Exercise aim: Write out the passage on security printing word for word, between "Some printing techniques" and "with reverse engineering.", inclusive.

Some printing techniques enable printing small overt security features that could not easily be copied by a digital copier, if at all. However documents protected with such features can potentially be reproduced with reverse engineering.
SUMMARY
An exemplary method controls a marking engine using a processor to print a uniform region having a visually uniform color for a normal observer within all areas of the uniform region on printing media. The method also controls the marking engine (using the processor) to print different gloss patterns within the uniform region. The different gloss patterns have first (e.g., relatively higher ink-pile level) gloss regions and second (e.g., relatively lower ink-pile level) gloss regions. The gloss is created off the sides between the regions, and the regions can have similar gloss. The gloss level difference at the boundaries between the first and second gloss regions forms “gloss marks” which can be numbers, characters, images, structures, glyphs, etc. The method further controls the marking engine (using the processor) to print different infrared patterns within the uniform region to form “infrared marks” which can also be numbers, characters, images, structures, etc.

Dataset content:
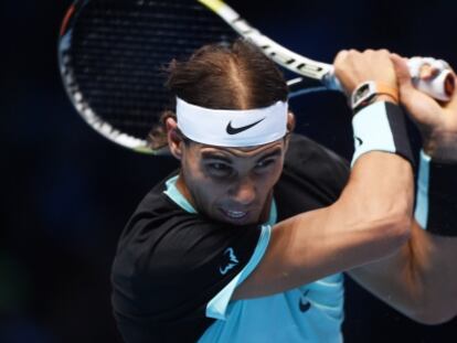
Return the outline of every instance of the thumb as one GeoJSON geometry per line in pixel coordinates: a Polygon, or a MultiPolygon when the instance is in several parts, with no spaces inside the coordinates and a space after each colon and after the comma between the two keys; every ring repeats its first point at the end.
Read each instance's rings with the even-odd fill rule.
{"type": "Polygon", "coordinates": [[[431,125],[435,120],[435,112],[439,110],[438,104],[414,87],[406,58],[397,54],[391,54],[391,61],[398,84],[400,103],[406,108],[410,117],[419,126],[431,125]]]}

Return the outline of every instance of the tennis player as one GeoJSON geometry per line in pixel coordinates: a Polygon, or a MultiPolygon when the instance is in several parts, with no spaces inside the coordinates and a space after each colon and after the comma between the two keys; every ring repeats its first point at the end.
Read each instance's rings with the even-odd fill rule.
{"type": "Polygon", "coordinates": [[[293,133],[286,83],[249,44],[171,64],[164,124],[181,168],[141,201],[113,266],[127,343],[342,342],[343,271],[419,322],[455,315],[457,96],[416,92],[387,51],[342,51],[334,66],[350,163],[293,133]],[[424,132],[418,222],[400,104],[424,132]]]}

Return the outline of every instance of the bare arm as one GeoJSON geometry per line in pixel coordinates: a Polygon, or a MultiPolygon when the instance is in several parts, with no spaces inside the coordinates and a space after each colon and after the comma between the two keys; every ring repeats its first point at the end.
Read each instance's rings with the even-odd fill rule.
{"type": "MultiPolygon", "coordinates": [[[[418,125],[424,150],[434,159],[457,163],[457,95],[440,106],[414,90],[398,58],[395,65],[402,101],[418,125]]],[[[451,224],[457,232],[457,223],[451,224]]],[[[411,239],[400,253],[350,275],[407,317],[435,324],[457,314],[456,261],[457,237],[429,234],[414,222],[411,239]]]]}
{"type": "MultiPolygon", "coordinates": [[[[347,72],[342,79],[348,93],[366,79],[394,81],[393,69],[385,62],[386,52],[348,54],[340,54],[336,62],[337,73],[347,72]],[[368,72],[374,62],[383,65],[375,71],[378,75],[368,72]],[[338,67],[341,65],[342,69],[338,67]],[[359,69],[351,69],[355,67],[359,69]]],[[[263,260],[233,298],[284,291],[394,254],[410,235],[412,194],[410,162],[386,152],[363,154],[333,205],[274,227],[263,260]]]]}

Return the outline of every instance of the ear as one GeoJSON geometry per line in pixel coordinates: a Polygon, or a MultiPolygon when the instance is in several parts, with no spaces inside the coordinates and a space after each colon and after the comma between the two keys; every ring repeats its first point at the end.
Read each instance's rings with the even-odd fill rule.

Task response:
Some printing techniques enable printing small overt security features that could not easily be copied by a digital copier, if at all. However documents protected with such features can potentially be reproduced with reverse engineering.